Extracts from a box-labeled dataset:
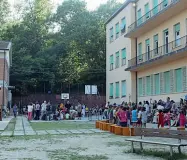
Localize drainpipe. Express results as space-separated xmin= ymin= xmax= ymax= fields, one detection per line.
xmin=134 ymin=3 xmax=138 ymax=104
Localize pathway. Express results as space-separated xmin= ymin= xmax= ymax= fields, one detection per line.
xmin=1 ymin=116 xmax=106 ymax=136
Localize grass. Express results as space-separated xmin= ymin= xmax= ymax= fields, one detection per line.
xmin=125 ymin=149 xmax=187 ymax=160
xmin=107 ymin=141 xmax=128 ymax=147
xmin=30 ymin=121 xmax=95 ymax=130
xmin=48 ymin=150 xmax=108 ymax=160
xmin=5 ymin=118 xmax=16 ymax=131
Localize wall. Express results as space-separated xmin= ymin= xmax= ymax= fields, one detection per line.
xmin=138 ymin=57 xmax=187 ymax=102
xmin=137 ymin=10 xmax=187 ymax=54
xmin=106 ymin=3 xmax=135 ymax=104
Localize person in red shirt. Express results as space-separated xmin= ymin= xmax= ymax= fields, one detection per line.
xmin=158 ymin=110 xmax=164 ymax=128
xmin=117 ymin=106 xmax=127 ymax=127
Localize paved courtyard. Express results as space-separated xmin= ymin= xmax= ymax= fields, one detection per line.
xmin=0 ymin=116 xmax=187 ymax=160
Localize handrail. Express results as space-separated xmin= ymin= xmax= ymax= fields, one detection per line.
xmin=128 ymin=0 xmax=179 ymax=33
xmin=128 ymin=35 xmax=187 ymax=68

- _Requirement_: Put every line of the rows into a JSON list of strings, one string per line, with blank lines dropped. Leave the pictures out.

- _Exercise result_:
[
  "Localize drainpipe. Express results as space-separated xmin= ymin= xmax= ymax= fields, one detection per line.",
  "xmin=134 ymin=3 xmax=138 ymax=104",
  "Localize pathway. Express results as space-separated xmin= ymin= xmax= ymax= fields, one detection per line.",
  "xmin=1 ymin=116 xmax=106 ymax=136",
  "Localize grass. Express results as space-separated xmin= ymin= xmax= ymax= fields, one detection per line.",
  "xmin=125 ymin=149 xmax=187 ymax=160",
  "xmin=107 ymin=141 xmax=128 ymax=147",
  "xmin=30 ymin=121 xmax=95 ymax=130",
  "xmin=48 ymin=150 xmax=108 ymax=160",
  "xmin=5 ymin=118 xmax=16 ymax=131",
  "Localize wall. Express results as space-separated xmin= ymin= xmax= ymax= fields, one detection per line.",
  "xmin=138 ymin=57 xmax=187 ymax=102",
  "xmin=137 ymin=10 xmax=187 ymax=54",
  "xmin=106 ymin=3 xmax=135 ymax=104",
  "Localize person in red shirt. Express results as space-separated xmin= ymin= xmax= ymax= fields, one detection per line.",
  "xmin=158 ymin=110 xmax=164 ymax=128",
  "xmin=117 ymin=106 xmax=127 ymax=127",
  "Localize paved courtyard. Express results as space-separated xmin= ymin= xmax= ymax= fields, one detection per line.",
  "xmin=0 ymin=116 xmax=187 ymax=160",
  "Localize handrail. Express results as space-separated xmin= ymin= xmax= ymax= fields, one detection per line.",
  "xmin=128 ymin=0 xmax=179 ymax=33",
  "xmin=128 ymin=35 xmax=187 ymax=68"
]